WHAT TO DO -> What you return should match every entry, character for character.

Stored records:

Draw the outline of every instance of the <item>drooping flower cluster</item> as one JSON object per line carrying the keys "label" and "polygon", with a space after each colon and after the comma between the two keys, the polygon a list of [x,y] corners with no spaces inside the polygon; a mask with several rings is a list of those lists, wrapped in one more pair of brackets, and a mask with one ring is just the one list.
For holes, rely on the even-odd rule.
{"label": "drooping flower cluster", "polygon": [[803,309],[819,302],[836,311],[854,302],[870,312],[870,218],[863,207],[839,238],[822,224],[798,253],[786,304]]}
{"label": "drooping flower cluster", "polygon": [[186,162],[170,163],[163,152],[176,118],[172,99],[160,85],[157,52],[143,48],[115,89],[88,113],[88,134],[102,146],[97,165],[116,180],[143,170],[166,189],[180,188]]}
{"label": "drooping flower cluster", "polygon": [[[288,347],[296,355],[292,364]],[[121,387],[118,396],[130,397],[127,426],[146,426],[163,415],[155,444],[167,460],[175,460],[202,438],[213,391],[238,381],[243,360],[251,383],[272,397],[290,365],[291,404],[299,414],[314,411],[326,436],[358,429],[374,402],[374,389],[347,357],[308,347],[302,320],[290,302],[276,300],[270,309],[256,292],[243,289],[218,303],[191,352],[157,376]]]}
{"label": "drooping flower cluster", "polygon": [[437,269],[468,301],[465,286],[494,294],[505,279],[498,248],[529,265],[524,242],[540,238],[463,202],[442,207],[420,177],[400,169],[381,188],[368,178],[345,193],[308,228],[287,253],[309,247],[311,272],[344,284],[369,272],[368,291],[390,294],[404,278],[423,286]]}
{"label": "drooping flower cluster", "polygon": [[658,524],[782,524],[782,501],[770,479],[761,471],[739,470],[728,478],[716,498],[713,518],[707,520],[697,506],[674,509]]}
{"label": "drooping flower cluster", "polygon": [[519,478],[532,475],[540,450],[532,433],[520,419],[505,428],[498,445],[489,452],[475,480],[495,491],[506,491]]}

EXERCISE RESULT ->
Draw the outline of every instance of the <item>drooping flower cluster</item> as one JSON object per line carrying the keys "label" and "polygon", with a space after each colon and after the comma between the two keys, the polygon a list of [x,y] corners with no spaces inside the polygon; a mask with several rings is a list of those lists, wrapped in one more pair of brackets, and a mask with one ring is just the one list.
For holes, rely on the even-odd rule.
{"label": "drooping flower cluster", "polygon": [[803,309],[819,302],[836,311],[854,302],[870,312],[870,218],[863,207],[839,238],[822,224],[798,253],[786,304]]}
{"label": "drooping flower cluster", "polygon": [[186,162],[170,163],[163,152],[176,118],[172,99],[160,85],[157,52],[143,48],[115,89],[88,113],[88,134],[102,146],[97,165],[116,180],[143,170],[166,189],[180,188]]}
{"label": "drooping flower cluster", "polygon": [[[288,347],[296,355],[292,364]],[[121,387],[118,396],[130,397],[127,426],[146,426],[163,415],[155,444],[167,460],[175,460],[202,438],[213,391],[238,381],[243,360],[251,383],[272,397],[290,365],[291,404],[299,414],[314,411],[326,436],[358,429],[374,402],[374,389],[347,357],[308,347],[302,320],[290,302],[276,300],[270,309],[256,292],[243,289],[218,303],[191,352],[157,376]]]}
{"label": "drooping flower cluster", "polygon": [[437,269],[468,301],[465,286],[494,294],[505,279],[498,248],[529,265],[524,242],[540,238],[463,202],[442,207],[420,177],[400,169],[381,188],[368,178],[345,193],[308,228],[287,253],[309,247],[311,272],[344,284],[369,272],[368,291],[390,294],[404,278],[423,286]]}
{"label": "drooping flower cluster", "polygon": [[658,524],[782,524],[782,501],[770,479],[761,471],[739,470],[728,478],[716,498],[713,518],[707,520],[697,506],[674,509]]}
{"label": "drooping flower cluster", "polygon": [[519,478],[532,475],[540,450],[532,433],[520,419],[505,428],[498,445],[489,452],[475,480],[495,491],[506,491]]}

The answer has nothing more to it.